Both the State and the federal Department of Labor have guidelines on internship programs that have six similar requirements:

  • The internship must be provided in an educational environment or program;
  • The training or experience is for the benefit of the intern;
  • The intern does not displace regular employees, and works under supervision;
  • The employer derives no immediate advantage from the activities of the intern;
  • The intern is not necessarily entitled to a job at the end of the internship; and
  • The intern understands there is no entitlement to wages; and in NYS the intern must be so notified in writing, and that the intern is not considered an employee for minimum wage purposes.

https://www.dol.gov/whd/regs/compliance/whdfs71.htm

The State has five additional requirements:

  • Training is to be preformed under the supervision of persons knowledgeable and experienced in the activity;
  • The intern does not receive employee benefits;
  • Training in general is not designed specifically for a job with the employer;
  • Screening process for interns uses only criteria for admission to and independent educational program; and
  • Ads, posters, etc., clearly indicate the program is for education and training rather than employment.

https://labor.ny.gov/formsdocs/factsheets/pdfs/p726.pdf

Given the risks and penalties for not properly complying with these laws, rules and regulations, the organization should consider these actions:

  • Discuss with legal counsel which of these laws, rules and regulations apply to your organization, and understand their terms, penalties, exceptions and interpretations;
  • Review and revise the organization’s employee handbooks, training manuals and web pages to see they conform to the new requirements;
  • Assure practices and procedures, ads, notices, required postings, and interviewing guidelines comply with the new requirements;
  • Review with HR staff current practices and how they may need to be revised;
  • Review payroll, recordkeeping and security practices and procedures to assure they are compliant; and,
  • Inform employees and post notices of the new benefits and protections as may be required by the new laws, rules and regulations.

IRS Updates

  • Charitable donation exemption extenders have been made permanent. However, Congress is likely to take a closer look at them, and may expand, extend or institute more restrictions.
  • The IRS is apparently not giving up on plans to draft new (c)(4) regulations.
  • Ongoing scrutiny of Donor Advised Funds remain, but nothing is clear as to any developments.

> _Apply what you read_:
[a] Answer these questions from the internship text, each on its own line:
(i) How many additional requirements does the State have?
(ii) What has been made permanent, according to the IRS updates?
(iii) With whom should the organization discuss which laws, rules and regulations apply to it?
[b] Translate this sentence from the internship text into Spanish: "The IRS is apparently not giving up on plans to draft new (c)(4) regulations."
[c] Write out the part of the internship text that opens with the words "https://www.dol.gov/whd/regs/compliance/whdfs71.htm" and closes with "rather than employment.".

> _Study material_:

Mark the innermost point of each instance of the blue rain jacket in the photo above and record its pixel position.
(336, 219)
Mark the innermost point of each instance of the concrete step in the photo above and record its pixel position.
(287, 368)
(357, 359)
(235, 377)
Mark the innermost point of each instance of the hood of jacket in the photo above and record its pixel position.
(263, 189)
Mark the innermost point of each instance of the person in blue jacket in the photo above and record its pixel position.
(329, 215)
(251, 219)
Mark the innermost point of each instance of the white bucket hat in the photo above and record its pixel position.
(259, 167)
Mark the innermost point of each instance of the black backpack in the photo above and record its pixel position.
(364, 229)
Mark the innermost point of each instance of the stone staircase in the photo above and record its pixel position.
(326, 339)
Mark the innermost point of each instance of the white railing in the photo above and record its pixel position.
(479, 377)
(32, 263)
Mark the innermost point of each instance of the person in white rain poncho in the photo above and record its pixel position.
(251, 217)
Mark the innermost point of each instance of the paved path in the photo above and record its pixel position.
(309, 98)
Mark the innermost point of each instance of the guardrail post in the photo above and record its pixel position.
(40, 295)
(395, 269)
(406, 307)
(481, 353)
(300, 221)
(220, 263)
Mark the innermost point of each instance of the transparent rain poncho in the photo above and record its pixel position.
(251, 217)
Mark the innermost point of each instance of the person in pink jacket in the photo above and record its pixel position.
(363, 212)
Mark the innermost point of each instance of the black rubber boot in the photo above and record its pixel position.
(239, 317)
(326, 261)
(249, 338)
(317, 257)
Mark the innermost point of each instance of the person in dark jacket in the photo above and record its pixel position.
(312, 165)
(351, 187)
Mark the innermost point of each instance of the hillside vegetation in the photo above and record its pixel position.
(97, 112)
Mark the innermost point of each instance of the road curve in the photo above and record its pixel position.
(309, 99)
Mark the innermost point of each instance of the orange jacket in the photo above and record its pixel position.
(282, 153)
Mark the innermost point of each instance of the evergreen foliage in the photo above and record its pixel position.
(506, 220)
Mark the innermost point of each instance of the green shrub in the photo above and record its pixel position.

> _Answers per task_:
[a]
(i) Five.
(ii) Charitable donation exemption extenders.
(iii) Legal counsel.

[b] Al parecer, el IRS no renuncia a sus planes de redactar nuevas regulaciones (c)(4).

[c]
https://www.dol.gov/whd/regs/compliance/whdfs71.htm

The State has five additional requirements:

  • Training is to be preformed under the supervision of persons knowledgeable and experienced in the activity;
  • The intern does not receive employee benefits;
  • Training in general is not designed specifically for a job with the employer;
  • Screening process for interns uses only criteria for admission to and independent educational program; and
  • Ads, posters, etc., clearly indicate the program is for education and training rather than employment.